PASSAGE GIVEN =
================

TERMS OF THE OPTION GRANT

EX-10.(P) 3 c02489exv10wxpy.htm TERMS OF THE OPTION GRANT exv10wxpy
 

Exhibit 10(p)
TERMS OF THE OPTION GRANT
 
 
(a.)   In the event of a stock dividend, stock split, reorganization or recapitalization, appropriate adjustment will be made in the number of shares subject to the option and in the option price per share.
 
 
(b.)   The option period shall be for 10 years from the date of grant on February 1, 2006. Accordingly, no options under this grant may be exercised after the close of business in Chicago on January 31, 2016. No purchase of shares may be made under this option during the first year of the option period. During the second year of the option period, you shall have the right to purchase 25% of the total number of optioned shares, and in each of the next three years an additional 25% of the total number of shares optioned hereunder. Such rights to exercise shall be cumulative and may be exercised in any succeeding year of the option period up to the extent vested but not exercised in a previous year or years. On February 1, 2016, all rights under this agreement as to any shares covered by the option shall terminate.
 
 
(c.)   The exercise price may be paid in cash, through the delivery of shares that you previously acquired through the exercise of an ITW option or otherwise and that you have held for at least six months, or by a combination of the foregoing. If you deliver previously acquired shares, you will automatically be granted an option to purchase additional shares of common stock equal to the number of shares delivered. The new option will have terms identical to the exercised option, except that the exercise price will not be less than the fair market value of ITW’s common stock on the new grant date. You also may elect to pay the minimum required tax withholdings resulting from your option exercise through the delivery of shares that you previously acquired through the exercise of an ITW option or by directing ITW to withhold option shares.
 
 
(d.)   You shall have no voting, dividend or subscription rights except with respect to the shares which have been issued to you following your exercise of part or all of the option. Your rights under this option agreement may not be assigned or transferred, and during your lifetime the option shall be exercisable only by you personally.
 
 
(e.)   If prior to January 31, 2016, you terminate employment with the Company by reason of disability, as defined by the Company’s benefit plans, your option shall be fully vested and exercisable not later than the earlier of five years after the date of termination due to disability, or January 31, 2016. If you die while in the employ of the Company, or (notwithstanding the previous sentence) after terminating by reason of disability, your option shall be fully vested and exercisable by your estate not later than the earliest of: (i.) two years after the date of death, or (ii.) five years after the date of termination due to disability, or (iii.) January 31, 2016.
(continued)

================

EXCERPTED DATA =

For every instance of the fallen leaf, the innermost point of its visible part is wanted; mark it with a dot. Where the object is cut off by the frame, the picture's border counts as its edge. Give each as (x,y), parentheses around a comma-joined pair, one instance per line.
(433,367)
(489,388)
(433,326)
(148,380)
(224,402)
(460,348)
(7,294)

================

EXERCISES TO COMPLETE =
A. Repeat the part of the option grant terms that begins at the words "EX-10.(P) 3 c02489exv10wxpy.htm" and stops after "price per share.", word for word.
B. Reproduce all of the records line for line, exactly as they appear.
The option grant terms and the records are unrelated to each other.

ANSWERS FOR THIS EXERCISE =
A.
EX-10.(P) 3 c02489exv10wxpy.htm TERMS OF THE OPTION GRANT exv10wxpy
 

Exhibit 10(p)
TERMS OF THE OPTION GRANT
 
 
(a.)   In the event of a stock dividend, stock split, reorganization or recapitalization, appropriate adjustment will be made in the number of shares subject to the option and in the option price per share.

B.
For every instance of the fallen leaf, the innermost point of its visible part is wanted; mark it with a dot. Where the object is cut off by the frame, the picture's border counts as its edge. Give each as (x,y), parentheses around a comma-joined pair, one instance per line.
(433,367)
(489,388)
(433,326)
(148,380)
(224,402)
(460,348)
(7,294)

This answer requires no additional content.